>> START

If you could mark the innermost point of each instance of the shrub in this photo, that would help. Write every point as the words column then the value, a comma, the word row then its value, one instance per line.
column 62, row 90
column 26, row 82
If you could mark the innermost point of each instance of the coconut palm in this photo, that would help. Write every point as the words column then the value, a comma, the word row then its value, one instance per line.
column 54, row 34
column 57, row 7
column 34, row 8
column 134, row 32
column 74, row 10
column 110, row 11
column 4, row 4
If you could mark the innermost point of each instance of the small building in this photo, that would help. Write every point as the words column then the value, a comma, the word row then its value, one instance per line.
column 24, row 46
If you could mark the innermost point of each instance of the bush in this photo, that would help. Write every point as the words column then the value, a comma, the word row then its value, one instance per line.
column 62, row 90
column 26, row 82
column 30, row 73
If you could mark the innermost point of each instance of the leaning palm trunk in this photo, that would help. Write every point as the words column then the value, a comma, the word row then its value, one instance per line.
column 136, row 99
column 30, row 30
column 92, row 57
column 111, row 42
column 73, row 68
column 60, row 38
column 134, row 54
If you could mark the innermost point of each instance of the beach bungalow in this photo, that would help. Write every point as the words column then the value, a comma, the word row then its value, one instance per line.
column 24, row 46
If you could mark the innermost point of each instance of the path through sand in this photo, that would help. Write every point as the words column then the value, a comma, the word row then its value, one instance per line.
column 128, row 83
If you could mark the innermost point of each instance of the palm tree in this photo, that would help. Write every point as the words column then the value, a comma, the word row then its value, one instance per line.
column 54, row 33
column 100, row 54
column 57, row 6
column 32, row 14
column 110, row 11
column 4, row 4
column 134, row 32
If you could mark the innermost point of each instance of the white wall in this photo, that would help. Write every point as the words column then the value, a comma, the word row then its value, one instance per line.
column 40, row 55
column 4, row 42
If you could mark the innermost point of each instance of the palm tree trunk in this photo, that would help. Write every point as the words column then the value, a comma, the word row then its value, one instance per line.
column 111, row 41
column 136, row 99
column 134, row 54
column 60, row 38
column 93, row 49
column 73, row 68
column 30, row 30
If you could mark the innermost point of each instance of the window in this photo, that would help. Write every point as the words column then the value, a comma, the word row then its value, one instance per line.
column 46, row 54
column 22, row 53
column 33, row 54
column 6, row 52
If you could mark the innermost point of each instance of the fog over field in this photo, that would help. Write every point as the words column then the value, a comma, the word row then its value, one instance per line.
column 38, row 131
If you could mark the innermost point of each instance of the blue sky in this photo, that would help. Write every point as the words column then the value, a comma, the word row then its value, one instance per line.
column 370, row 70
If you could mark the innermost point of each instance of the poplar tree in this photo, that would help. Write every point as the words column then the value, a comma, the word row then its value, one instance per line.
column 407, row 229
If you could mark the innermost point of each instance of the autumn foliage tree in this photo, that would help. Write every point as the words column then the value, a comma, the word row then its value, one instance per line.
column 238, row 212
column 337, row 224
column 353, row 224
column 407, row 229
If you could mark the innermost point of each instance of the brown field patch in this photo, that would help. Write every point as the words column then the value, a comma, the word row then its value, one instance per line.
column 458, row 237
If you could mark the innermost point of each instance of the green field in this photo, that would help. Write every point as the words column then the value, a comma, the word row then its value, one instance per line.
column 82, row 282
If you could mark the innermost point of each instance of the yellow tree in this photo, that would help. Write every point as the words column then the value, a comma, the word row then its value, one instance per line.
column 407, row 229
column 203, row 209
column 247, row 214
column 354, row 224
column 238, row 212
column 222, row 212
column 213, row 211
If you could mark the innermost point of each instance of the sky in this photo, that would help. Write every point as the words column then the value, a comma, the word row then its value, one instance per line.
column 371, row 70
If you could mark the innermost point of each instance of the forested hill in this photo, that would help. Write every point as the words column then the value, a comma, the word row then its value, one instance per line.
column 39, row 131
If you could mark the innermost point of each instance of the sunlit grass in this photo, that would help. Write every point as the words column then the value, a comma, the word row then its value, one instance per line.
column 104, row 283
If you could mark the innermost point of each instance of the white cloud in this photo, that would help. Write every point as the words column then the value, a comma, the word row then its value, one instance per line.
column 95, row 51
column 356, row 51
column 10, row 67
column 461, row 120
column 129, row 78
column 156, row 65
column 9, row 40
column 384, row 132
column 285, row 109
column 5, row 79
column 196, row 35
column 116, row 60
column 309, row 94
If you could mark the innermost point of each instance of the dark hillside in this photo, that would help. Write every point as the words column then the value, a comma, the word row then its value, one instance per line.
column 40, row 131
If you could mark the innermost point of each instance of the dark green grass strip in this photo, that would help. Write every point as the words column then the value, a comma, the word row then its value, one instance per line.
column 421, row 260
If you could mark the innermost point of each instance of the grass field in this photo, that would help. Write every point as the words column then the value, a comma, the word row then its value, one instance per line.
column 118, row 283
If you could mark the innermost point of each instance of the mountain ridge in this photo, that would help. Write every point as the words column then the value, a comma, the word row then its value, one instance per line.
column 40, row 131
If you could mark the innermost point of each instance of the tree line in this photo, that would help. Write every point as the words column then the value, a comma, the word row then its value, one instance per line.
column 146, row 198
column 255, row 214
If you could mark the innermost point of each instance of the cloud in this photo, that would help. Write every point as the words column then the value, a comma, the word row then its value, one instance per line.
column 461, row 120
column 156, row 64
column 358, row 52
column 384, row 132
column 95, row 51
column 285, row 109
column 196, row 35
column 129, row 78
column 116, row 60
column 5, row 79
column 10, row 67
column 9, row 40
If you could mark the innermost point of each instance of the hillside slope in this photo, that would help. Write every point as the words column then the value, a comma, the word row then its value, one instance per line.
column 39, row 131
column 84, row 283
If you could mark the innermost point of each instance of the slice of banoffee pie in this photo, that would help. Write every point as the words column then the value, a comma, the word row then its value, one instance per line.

>> END
>> START

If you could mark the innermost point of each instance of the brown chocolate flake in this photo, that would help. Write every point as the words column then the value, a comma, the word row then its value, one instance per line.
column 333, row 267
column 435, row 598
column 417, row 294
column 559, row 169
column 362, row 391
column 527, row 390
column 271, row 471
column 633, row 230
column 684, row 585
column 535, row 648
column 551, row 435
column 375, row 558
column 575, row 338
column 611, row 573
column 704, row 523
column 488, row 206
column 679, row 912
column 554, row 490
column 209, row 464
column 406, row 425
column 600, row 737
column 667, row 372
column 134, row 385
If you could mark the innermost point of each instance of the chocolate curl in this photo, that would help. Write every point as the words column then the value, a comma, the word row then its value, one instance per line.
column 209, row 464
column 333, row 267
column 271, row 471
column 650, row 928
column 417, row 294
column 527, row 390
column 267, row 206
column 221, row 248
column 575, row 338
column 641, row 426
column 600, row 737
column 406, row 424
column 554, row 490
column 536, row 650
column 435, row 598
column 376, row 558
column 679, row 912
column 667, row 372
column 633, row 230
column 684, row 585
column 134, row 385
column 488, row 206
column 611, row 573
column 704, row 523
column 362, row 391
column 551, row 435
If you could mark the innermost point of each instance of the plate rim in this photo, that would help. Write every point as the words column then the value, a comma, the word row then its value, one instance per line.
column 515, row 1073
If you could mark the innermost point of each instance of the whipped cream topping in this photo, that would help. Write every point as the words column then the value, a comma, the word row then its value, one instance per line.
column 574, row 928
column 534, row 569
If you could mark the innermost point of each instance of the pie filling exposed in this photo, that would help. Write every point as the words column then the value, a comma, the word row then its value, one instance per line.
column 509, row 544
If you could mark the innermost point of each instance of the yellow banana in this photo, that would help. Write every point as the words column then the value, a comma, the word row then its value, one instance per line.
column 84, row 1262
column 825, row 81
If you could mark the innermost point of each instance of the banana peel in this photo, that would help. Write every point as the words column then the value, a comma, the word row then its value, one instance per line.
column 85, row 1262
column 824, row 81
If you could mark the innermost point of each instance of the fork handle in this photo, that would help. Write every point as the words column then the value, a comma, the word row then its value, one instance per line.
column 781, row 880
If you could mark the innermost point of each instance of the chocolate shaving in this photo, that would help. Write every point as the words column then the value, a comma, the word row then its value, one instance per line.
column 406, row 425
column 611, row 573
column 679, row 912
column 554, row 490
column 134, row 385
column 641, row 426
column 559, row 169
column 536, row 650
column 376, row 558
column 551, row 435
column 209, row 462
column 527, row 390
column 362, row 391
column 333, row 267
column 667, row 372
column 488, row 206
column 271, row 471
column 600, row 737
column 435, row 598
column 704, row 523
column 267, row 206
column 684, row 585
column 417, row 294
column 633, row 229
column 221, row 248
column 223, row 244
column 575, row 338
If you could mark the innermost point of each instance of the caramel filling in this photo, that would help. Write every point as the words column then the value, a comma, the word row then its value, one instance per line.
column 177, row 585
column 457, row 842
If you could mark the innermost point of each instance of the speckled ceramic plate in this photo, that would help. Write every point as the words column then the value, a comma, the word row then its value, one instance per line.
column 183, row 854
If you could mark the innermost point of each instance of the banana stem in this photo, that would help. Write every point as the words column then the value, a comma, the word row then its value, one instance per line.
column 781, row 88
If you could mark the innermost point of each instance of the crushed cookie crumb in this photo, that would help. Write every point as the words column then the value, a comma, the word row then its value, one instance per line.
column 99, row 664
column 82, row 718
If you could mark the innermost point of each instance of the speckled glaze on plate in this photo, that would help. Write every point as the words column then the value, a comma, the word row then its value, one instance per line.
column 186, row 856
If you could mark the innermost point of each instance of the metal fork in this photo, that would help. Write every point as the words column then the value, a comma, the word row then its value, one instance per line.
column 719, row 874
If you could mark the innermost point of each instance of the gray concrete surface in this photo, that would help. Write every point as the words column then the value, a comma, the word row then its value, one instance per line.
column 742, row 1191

>> END
>> START

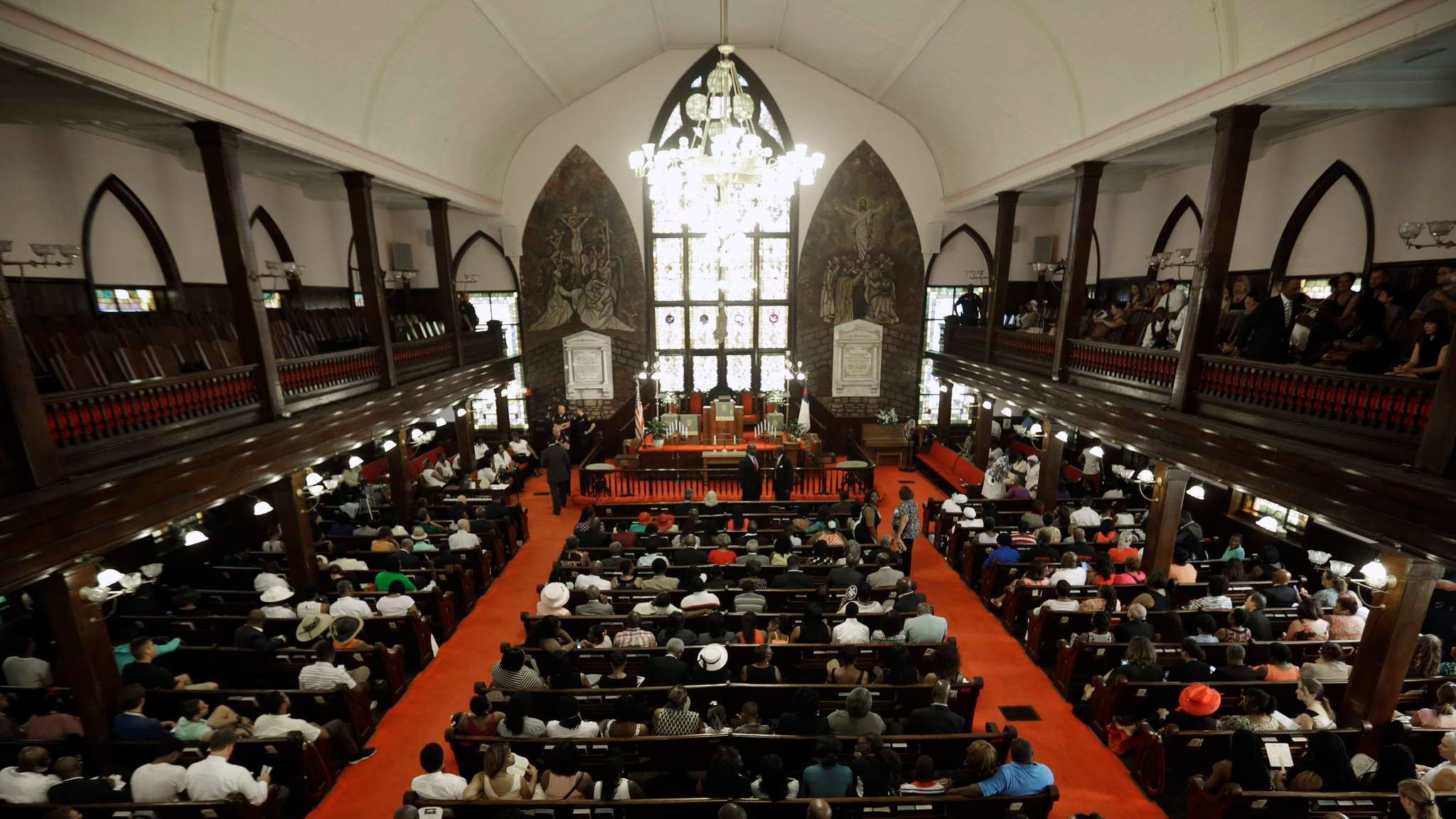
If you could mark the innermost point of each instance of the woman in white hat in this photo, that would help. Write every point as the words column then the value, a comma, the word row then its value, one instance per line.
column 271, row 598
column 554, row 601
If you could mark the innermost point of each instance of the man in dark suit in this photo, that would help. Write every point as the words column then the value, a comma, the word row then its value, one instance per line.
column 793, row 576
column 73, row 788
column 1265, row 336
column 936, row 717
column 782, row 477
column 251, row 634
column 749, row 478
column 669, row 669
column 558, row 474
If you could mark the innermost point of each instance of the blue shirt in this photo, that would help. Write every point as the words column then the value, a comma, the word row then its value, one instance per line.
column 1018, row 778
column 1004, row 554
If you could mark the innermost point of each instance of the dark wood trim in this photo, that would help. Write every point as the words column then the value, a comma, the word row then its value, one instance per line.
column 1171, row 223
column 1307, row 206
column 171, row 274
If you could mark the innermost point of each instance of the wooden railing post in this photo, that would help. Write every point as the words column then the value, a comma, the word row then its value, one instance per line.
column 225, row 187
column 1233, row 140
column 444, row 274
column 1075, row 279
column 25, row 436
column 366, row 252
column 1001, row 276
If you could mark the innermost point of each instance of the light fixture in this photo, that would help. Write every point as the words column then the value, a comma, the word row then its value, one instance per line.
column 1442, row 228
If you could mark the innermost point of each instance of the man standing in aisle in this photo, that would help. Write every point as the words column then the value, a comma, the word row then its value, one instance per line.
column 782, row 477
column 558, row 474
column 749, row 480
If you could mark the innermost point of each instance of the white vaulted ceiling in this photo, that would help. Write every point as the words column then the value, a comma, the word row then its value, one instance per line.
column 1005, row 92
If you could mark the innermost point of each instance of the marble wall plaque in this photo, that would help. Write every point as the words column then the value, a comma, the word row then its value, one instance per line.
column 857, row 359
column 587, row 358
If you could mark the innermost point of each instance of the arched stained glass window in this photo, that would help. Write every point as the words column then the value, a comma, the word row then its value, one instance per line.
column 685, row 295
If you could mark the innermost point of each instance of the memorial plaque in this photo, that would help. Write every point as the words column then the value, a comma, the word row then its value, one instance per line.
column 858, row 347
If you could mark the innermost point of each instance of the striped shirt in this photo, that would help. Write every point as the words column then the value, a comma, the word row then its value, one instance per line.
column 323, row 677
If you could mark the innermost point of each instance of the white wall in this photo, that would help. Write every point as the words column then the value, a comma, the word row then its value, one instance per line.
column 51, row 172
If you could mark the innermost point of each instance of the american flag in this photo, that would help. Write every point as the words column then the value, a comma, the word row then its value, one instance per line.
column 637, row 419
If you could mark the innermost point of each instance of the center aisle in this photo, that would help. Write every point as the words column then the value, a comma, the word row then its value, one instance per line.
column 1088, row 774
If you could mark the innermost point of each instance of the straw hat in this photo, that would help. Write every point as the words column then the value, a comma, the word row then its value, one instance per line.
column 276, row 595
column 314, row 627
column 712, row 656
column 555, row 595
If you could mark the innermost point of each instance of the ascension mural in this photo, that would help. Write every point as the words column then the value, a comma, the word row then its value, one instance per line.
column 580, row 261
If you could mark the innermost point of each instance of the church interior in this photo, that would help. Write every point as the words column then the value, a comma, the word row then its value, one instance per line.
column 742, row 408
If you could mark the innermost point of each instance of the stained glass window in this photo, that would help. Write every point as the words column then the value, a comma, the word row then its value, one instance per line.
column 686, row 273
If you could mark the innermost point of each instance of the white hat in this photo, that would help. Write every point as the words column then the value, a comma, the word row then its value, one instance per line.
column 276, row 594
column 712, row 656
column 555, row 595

>> END

REQUIREMENTS
Edit the items starting at the line that contains "of the sunlit" and ending at the line that contains "column 255, row 214", replacing "innermost point" with "central point" and leaving everything else unchanged. Return only those lines.

SOLUTION FOR THIS PROBLEM
If you could mark the central point of each instance of the sunlit grass in this photo, that would help. Write every point as the words column then the value, a comma, the word row then its value, one instance per line.
column 104, row 283
If you could mark the central point of each instance of the white cloud in this photo, that would help. Write every point as the words column then the value, a comma, the word row then its value, one instance per line.
column 95, row 51
column 356, row 51
column 10, row 67
column 461, row 120
column 129, row 78
column 156, row 65
column 9, row 40
column 384, row 132
column 285, row 109
column 5, row 79
column 196, row 35
column 116, row 60
column 309, row 94
If you could mark the central point of each instance of the dark hillside in this photo, that would help. Write every point as the words column then the value, a comma, the word row then its value, one instance per line.
column 40, row 131
If you could mark the central point of each instance of the dark green grass strip in this photo, that would help. Write every point as the words column then the value, a comma, the word row then its value, one instance per line.
column 421, row 260
If you could mark the central point of each instance of the grass field in this photo, that would help. Write every point as the words column then the value, a comma, the word row then its value, one instance per line.
column 118, row 283
If you could mark the central point of each instance of the mountain ridge in this photo, that would help. Write every point as the words column then the value, a comma, the word row then its value, one instance per line.
column 40, row 131
If you could mark the central point of each instance of the tree line in this photo, that would help. Write every point as the words column then the value, a comma, the word row then its value, one instance per line.
column 146, row 198
column 255, row 214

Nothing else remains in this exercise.